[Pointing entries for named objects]

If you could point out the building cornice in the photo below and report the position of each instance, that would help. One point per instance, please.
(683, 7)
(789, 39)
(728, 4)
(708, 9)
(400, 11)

● **Exercise prompt**
Please rewrite all of the items above as a numbered list, leaving out any blank lines.

● **The output**
1. If you could point out the building cornice in the photo below and report the position of each instance, that would help. One point per instance, please.
2. (683, 7)
3. (789, 39)
4. (728, 4)
5. (708, 9)
6. (400, 11)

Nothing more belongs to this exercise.